• _What is asked_
Please say whether each statement agrees with the passage on working mothers, answering yes or no and quoting the words of the passage that settle it. 1. Reforms to equalize pay and work opportunities for women were made in the 1960s. 2. The passage holds that one arrangement can suit every family. 3. The working mom in the conversation says she could not take care of herself and her kids if something happened to her husband.

• _Passage_
That is the question.

The answer:

It doesn't really matter.

I want to say it's an age-old question, but the widespread prevalence of doing paid work outside the home after having children is only a few decades old.

Women have always contributed to their households through domestic chores, but outside paid labor started to grow in the late 19th century and it was only in the 1960's that reforms were made to equalize pay and work opportunities for women.

With these changes, the weight of the decision -- stay at home and raise your own children or leave the house to do paid work -- grew heavier. Today, the debate is no longer simply a financial or analytical question; it is also an emotional one.

Women may work because we want to "have it all" or because we want intellectual stimulation and a social life outside our children. We may work because we want financial independence or because we want respect, recognition and meaning.

Regardless of our choices and reasoning, however, there is always a proponent of the "other side" with some telling women to work and aspire for the top because it is possible to have it all and others saying it's impossible to do everything without sacrifices. Even more, some will say that quality parenting has nothing to do with the time you spend with your children, while others will say that having a stay-at-home parent leads to healthier, smarter, better adjusted children.

This debate is so polarizing that you find it in every day conversation as well. I was recently chatting to a working mom who told me, "I don't understand, we don't live in the stone age anymore, why would a woman choose to be financially dependent on her husband instead of working and being self-sufficient?" She continued, "if something were to heaven forbid happen to my husband, I could take care of myself and my kids, but I get so angry when I see a woman put herself in a position where she would be destroyed if she lost her husband."

This statement in itself epitomizes the problem with our society today. We make a choice and then deride anyone who makes a different one. What's worse though, is that we categorize and value everything in monetary terms. Yes, a stay-at-home mother is more likely to face financial difficulties if she loses her spouse, but a working husband would also be destroyed if he lost the mother of his children, his partner, his lover, the woman who stays at home and who keeps the children taken care of and the home functioning smoothly.

Relationships are complex, and it's hard to say who is doing a more important job or pulling more weight. The truth is, in most relationships I've seen, the roles change over time with each partner shouldering a different weight of the responsibilities at different times, whether both, neither or only one of the two is working. Relationships take two to function well and trying to categorize the importance of one person in that relationship based on income reduces the relationship to nothing more than a financial arrangement.

The other problem with trying to send a message about what the "right choice" should be -- whether subtly or blatantly -- is that there is no such thing as "the right choice."

Not only because some women are happier working while others are happier staying at home, but also because there are as many different circumstances and situations as there are families, and no single arrangement can work across the board.

• _Provided material_
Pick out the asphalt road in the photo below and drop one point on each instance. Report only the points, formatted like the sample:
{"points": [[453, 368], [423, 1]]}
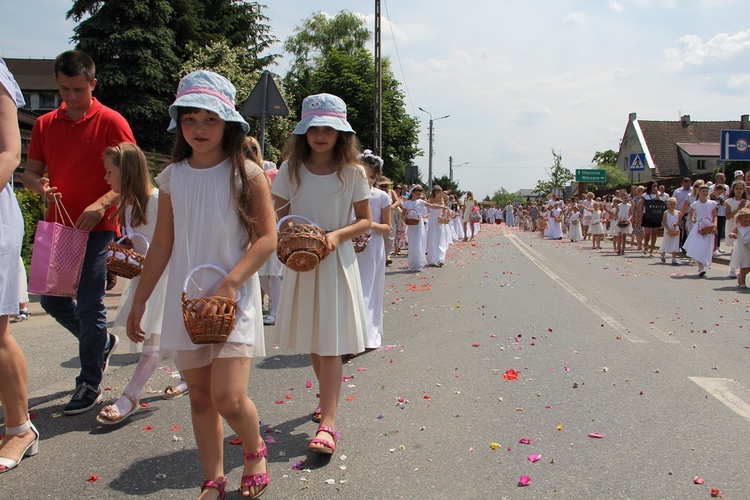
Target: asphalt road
{"points": [[643, 354]]}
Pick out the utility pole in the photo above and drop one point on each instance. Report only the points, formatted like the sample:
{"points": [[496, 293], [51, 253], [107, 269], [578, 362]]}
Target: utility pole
{"points": [[378, 142], [429, 171]]}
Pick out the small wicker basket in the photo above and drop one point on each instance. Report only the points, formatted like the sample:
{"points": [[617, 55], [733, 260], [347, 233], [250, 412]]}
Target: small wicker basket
{"points": [[412, 219], [214, 327], [302, 246], [125, 262], [360, 242]]}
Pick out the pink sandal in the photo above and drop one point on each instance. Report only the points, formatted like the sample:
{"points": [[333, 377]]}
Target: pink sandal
{"points": [[316, 415], [261, 479], [328, 446], [221, 486]]}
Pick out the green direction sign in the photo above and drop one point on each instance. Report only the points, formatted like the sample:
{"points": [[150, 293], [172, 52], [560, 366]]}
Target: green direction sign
{"points": [[591, 175]]}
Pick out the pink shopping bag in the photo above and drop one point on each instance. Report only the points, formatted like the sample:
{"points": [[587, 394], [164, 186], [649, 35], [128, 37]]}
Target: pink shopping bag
{"points": [[57, 257]]}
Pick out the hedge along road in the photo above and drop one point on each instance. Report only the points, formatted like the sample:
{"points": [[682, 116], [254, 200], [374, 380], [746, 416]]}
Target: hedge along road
{"points": [[500, 365]]}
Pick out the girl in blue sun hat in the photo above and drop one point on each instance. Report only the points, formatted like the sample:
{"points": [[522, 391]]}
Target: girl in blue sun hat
{"points": [[211, 194], [322, 312]]}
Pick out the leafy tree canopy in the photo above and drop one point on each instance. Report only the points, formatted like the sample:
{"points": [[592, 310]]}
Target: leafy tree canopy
{"points": [[559, 177], [139, 47], [238, 66], [446, 184]]}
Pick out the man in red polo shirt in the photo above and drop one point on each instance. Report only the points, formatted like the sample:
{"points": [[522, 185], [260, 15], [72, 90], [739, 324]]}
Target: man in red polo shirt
{"points": [[67, 144]]}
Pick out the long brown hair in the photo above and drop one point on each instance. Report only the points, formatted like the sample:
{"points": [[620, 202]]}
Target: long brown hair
{"points": [[232, 142], [345, 153], [135, 182]]}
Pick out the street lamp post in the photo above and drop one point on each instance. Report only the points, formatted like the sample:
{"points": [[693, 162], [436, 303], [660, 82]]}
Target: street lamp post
{"points": [[452, 167], [429, 171]]}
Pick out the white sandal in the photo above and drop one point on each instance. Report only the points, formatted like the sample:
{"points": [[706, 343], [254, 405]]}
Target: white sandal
{"points": [[31, 450], [108, 415]]}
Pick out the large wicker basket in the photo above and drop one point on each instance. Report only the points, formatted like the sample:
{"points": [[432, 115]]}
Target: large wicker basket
{"points": [[125, 262], [215, 326], [360, 242], [412, 219], [302, 246]]}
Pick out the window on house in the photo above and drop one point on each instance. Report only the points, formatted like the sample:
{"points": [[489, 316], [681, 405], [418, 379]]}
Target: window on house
{"points": [[47, 100]]}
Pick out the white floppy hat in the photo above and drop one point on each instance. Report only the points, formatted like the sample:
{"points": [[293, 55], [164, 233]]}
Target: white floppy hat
{"points": [[206, 90], [323, 110]]}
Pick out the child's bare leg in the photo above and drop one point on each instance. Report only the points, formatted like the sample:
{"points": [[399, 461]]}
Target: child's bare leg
{"points": [[207, 427], [229, 395], [329, 371]]}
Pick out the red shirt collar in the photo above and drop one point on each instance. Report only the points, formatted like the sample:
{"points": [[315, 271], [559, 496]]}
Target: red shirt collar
{"points": [[61, 114]]}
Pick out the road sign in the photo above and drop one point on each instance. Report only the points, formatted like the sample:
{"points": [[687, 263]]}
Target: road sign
{"points": [[265, 100], [735, 145], [591, 175], [637, 161]]}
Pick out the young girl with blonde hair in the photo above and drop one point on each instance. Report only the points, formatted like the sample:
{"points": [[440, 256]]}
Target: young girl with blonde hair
{"points": [[212, 194], [322, 312], [127, 173]]}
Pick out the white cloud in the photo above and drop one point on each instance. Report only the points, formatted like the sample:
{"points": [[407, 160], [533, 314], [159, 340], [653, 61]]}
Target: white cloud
{"points": [[722, 52], [529, 113], [580, 18]]}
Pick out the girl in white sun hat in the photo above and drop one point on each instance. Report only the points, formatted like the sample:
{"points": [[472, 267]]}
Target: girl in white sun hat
{"points": [[210, 194]]}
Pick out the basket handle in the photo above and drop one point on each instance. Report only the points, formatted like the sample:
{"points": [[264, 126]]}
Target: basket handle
{"points": [[292, 216], [206, 266], [126, 236]]}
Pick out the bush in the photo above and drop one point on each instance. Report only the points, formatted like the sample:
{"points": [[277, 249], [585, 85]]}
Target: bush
{"points": [[33, 209]]}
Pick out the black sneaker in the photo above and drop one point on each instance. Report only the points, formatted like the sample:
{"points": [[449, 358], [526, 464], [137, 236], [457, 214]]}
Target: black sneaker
{"points": [[83, 399], [113, 341]]}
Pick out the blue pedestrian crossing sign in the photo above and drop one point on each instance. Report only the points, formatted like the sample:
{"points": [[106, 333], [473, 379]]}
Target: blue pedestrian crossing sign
{"points": [[735, 145], [637, 161]]}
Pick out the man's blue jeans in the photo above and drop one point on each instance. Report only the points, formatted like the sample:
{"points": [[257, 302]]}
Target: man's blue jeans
{"points": [[86, 317]]}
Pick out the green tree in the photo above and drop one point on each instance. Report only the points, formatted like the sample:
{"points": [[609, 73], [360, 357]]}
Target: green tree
{"points": [[140, 45], [502, 197], [559, 177], [239, 66], [330, 56], [448, 185], [134, 51], [314, 39]]}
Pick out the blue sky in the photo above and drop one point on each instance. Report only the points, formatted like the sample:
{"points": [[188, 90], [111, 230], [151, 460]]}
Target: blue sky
{"points": [[517, 77]]}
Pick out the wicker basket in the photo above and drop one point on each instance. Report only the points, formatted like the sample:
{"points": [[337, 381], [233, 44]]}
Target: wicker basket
{"points": [[412, 220], [301, 247], [360, 242], [125, 262], [213, 328]]}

• _Reply to the task_
1. Yes: "it was only in the 1960's that reforms were made to equalize pay and work opportunities for women."
2. No: "no single arrangement can work across the board."
3. No: "I could take care of myself and my kids"